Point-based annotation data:

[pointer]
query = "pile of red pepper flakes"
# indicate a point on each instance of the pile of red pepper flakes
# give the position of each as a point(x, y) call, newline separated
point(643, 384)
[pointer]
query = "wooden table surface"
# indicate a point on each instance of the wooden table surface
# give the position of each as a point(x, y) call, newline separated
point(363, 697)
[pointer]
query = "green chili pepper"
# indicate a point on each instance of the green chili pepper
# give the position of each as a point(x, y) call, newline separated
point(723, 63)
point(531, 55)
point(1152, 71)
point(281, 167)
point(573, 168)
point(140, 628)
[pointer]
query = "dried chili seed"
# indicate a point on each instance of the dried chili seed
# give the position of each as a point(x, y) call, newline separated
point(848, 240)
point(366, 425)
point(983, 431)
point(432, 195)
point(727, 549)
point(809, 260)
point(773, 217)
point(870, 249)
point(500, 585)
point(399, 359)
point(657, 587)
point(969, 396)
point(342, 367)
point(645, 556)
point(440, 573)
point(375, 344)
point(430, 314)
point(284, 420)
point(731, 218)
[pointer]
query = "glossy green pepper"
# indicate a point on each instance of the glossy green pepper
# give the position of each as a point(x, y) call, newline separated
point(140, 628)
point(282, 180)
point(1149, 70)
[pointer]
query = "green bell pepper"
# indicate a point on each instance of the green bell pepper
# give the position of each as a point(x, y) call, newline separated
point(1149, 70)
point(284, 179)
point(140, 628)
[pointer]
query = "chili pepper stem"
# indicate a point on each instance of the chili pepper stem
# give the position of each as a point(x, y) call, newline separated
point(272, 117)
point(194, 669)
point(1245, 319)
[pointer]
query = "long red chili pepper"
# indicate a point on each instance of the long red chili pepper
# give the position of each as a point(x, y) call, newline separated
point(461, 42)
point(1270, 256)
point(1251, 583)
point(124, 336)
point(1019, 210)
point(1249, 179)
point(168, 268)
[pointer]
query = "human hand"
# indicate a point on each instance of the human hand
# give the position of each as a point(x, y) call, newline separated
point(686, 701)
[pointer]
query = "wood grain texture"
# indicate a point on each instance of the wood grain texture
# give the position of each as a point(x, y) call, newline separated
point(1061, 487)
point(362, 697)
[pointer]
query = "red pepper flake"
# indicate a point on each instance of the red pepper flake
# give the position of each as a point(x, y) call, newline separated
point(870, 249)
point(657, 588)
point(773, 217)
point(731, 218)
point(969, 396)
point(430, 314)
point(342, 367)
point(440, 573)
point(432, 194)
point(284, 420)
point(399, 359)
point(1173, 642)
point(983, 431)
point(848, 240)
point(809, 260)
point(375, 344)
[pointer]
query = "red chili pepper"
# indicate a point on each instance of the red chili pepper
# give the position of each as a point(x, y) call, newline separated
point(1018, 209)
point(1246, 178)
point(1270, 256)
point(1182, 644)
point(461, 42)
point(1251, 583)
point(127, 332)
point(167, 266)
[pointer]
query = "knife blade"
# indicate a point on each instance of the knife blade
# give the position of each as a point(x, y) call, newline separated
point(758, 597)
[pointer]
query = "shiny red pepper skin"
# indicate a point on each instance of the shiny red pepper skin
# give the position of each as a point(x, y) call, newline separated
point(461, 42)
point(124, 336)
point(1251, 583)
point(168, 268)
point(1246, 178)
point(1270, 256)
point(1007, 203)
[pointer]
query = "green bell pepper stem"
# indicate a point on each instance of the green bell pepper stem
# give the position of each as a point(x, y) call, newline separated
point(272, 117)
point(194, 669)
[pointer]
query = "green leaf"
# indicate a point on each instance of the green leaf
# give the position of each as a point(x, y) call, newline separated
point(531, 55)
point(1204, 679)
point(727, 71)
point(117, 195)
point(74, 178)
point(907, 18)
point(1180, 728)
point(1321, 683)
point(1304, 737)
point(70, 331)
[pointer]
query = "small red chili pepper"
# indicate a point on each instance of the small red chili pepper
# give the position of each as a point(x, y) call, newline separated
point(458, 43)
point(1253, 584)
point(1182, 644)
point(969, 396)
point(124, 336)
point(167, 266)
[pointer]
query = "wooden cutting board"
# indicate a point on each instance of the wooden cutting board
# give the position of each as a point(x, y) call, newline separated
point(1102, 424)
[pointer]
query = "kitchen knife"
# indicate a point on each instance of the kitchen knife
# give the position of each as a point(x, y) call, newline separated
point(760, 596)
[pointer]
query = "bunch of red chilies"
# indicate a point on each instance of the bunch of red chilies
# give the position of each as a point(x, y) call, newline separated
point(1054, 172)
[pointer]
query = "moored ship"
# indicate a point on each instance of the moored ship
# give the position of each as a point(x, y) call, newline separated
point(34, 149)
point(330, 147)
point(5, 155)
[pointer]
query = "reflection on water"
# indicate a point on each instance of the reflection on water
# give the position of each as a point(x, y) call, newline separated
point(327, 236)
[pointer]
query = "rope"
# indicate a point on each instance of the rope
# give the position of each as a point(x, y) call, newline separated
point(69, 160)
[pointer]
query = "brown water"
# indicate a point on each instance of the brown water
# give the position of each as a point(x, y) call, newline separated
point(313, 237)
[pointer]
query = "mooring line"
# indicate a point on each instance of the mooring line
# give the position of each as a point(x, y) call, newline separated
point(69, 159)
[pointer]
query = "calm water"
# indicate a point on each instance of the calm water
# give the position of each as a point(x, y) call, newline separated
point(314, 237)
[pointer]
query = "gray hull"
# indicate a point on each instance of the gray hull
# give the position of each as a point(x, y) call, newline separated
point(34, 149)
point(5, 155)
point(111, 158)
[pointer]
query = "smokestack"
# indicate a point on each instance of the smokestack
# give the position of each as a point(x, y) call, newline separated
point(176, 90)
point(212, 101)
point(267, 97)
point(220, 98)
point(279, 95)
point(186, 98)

*WHAT THE TASK ASKS*: Copy every line of these entries without changing anything.

*WORKED ANSWER*:
[pointer]
query = "pile of red pepper flakes"
# indicate a point on each instance of the pile of red pepper flakes
# give the position of each as a point(x, y) call, newline separated
point(643, 384)
[pointer]
query = "wooden table surface"
# indicate a point on each instance of the wooden table surface
# give the position of each as a point(x, y) call, newline separated
point(363, 697)
[pointer]
query = "green chili pepper"
# indicate a point on each instance of the green chili pepper
# give the position of each as a point(x, y) call, newline separated
point(723, 63)
point(531, 55)
point(1152, 71)
point(281, 167)
point(573, 168)
point(140, 628)
[pointer]
query = "dried chili seed"
# indicate a point on each instance of the dried chili seed
# give the position of each as a point(x, y) call, newline separated
point(848, 240)
point(366, 425)
point(983, 431)
point(432, 195)
point(727, 549)
point(809, 260)
point(773, 217)
point(870, 249)
point(500, 585)
point(399, 359)
point(657, 587)
point(969, 396)
point(342, 367)
point(645, 556)
point(440, 573)
point(375, 344)
point(430, 314)
point(284, 420)
point(731, 218)
[pointer]
query = "glossy green pepper"
# indicate a point on each instance of the glossy green pepper
# give the position of each as a point(x, y) call, newline separated
point(140, 628)
point(282, 180)
point(1149, 70)
[pointer]
query = "green bell pepper"
# indicate a point on each instance of the green bell pepper
# give the position of each as a point(x, y) call, newline separated
point(1149, 70)
point(284, 179)
point(140, 628)
[pointer]
query = "chili pepper stem"
# indicate a point on each instance of the chili pepper stem
# give the position of each as a point(x, y) call, newline separated
point(272, 117)
point(194, 669)
point(1245, 319)
[pointer]
query = "long red chili pepper"
# indicate a point on each instance of the long red chili pepper
# give the position of each as a point(x, y) call, newline separated
point(461, 42)
point(1270, 256)
point(1251, 583)
point(124, 336)
point(1019, 210)
point(1249, 179)
point(168, 268)
[pointer]
query = "human hand"
# indicate a point on each instance of the human hand
# give the position of each as a point(x, y) call, newline separated
point(686, 701)
[pointer]
query = "wood grain texture"
# indicate a point on each instance of the wood grain texture
# give the position of each as a point(x, y) call, newline separated
point(1061, 487)
point(362, 697)
[pointer]
query = "red pepper flake"
# indicate a point on each instance of the red pepper flake
# give the position of each as a point(x, y) call, newline separated
point(870, 249)
point(657, 588)
point(773, 217)
point(731, 218)
point(969, 396)
point(430, 314)
point(342, 367)
point(440, 573)
point(432, 194)
point(284, 420)
point(399, 359)
point(1173, 642)
point(983, 431)
point(848, 240)
point(809, 260)
point(375, 344)
[pointer]
query = "red chili pepper"
# indicate a point on each instance of the red chili pepper
# give the position of each as a point(x, y) call, newline separated
point(1018, 209)
point(1246, 178)
point(1270, 256)
point(1182, 644)
point(461, 42)
point(1251, 583)
point(127, 332)
point(167, 266)
[pointer]
query = "knife blade"
# indicate a point on each instance of the knife blade
# give the position of each as a point(x, y) call, newline separated
point(758, 597)
[pointer]
query = "shiny red pepper skin"
# indicate a point on each instance of the shiny red pepper skin
# give the position of each as a point(x, y) call, newline separated
point(461, 42)
point(124, 336)
point(1251, 583)
point(168, 268)
point(1246, 178)
point(1270, 256)
point(1007, 203)
[pointer]
query = "green bell pepper stem"
# indicate a point on each instance of the green bell pepper stem
# give the position of each as a point(x, y) call, newline separated
point(272, 117)
point(194, 669)
[pointer]
query = "green leaf"
# indicate a point on each instance of the green leaf
# give the position of each as a point(x, y) call, newline separated
point(531, 55)
point(1204, 679)
point(727, 71)
point(117, 195)
point(74, 178)
point(907, 18)
point(1180, 728)
point(1321, 683)
point(1304, 737)
point(70, 331)
[pointer]
query = "small red chili pepper"
# indicate a point on each instance of the small red chili pepper
# give the position of each as a point(x, y) call, newline separated
point(458, 43)
point(1253, 584)
point(1182, 644)
point(969, 396)
point(124, 336)
point(167, 266)
[pointer]
query = "wooden cutting board"
# indicate a point on each instance of the wooden cutting board
# give the position of each as a point(x, y) call, newline separated
point(1102, 424)
[pointer]
query = "kitchen knife"
# indicate a point on each instance of the kitchen knife
# give the position of each as a point(x, y) call, newline separated
point(760, 596)
[pointer]
query = "bunch of red chilies"
# indicate a point on each instance of the bunch of red chilies
# give the position of each as a point(x, y) call, newline separated
point(1054, 172)
[pointer]
query = "moored ship"
# indicate a point on each instance of the moored ship
# give the position of each as a point(x, y) call, newline separated
point(34, 149)
point(330, 147)
point(5, 155)
[pointer]
query = "reflection on water"
# indicate a point on each instance of the reflection on water
# give the position of each as a point(x, y) call, newline separated
point(327, 236)
[pointer]
query = "rope"
# indicate a point on each instance of the rope
# give the position of each as a point(x, y) call, newline separated
point(69, 160)
[pointer]
query = "brown water"
# indicate a point on each instance of the brown water
# give the position of each as a point(x, y) call, newline separated
point(313, 237)
[pointer]
query = "mooring line"
# indicate a point on each instance of the mooring line
# give the position of each as a point(x, y) call, newline separated
point(69, 159)
[pointer]
query = "calm water"
# indicate a point on each instance of the calm water
# give the position of each as a point(x, y) call, newline separated
point(314, 237)
[pointer]
query = "gray hull"
# indicate a point on each instance of the gray hull
# give the position of each as a point(x, y) call, newline separated
point(34, 149)
point(5, 155)
point(111, 158)
[pointer]
query = "smokestack"
# indicate a point on each instance of the smokestack
# give the position of each as a point(x, y) call, newline separated
point(176, 90)
point(212, 101)
point(267, 97)
point(220, 98)
point(279, 95)
point(186, 98)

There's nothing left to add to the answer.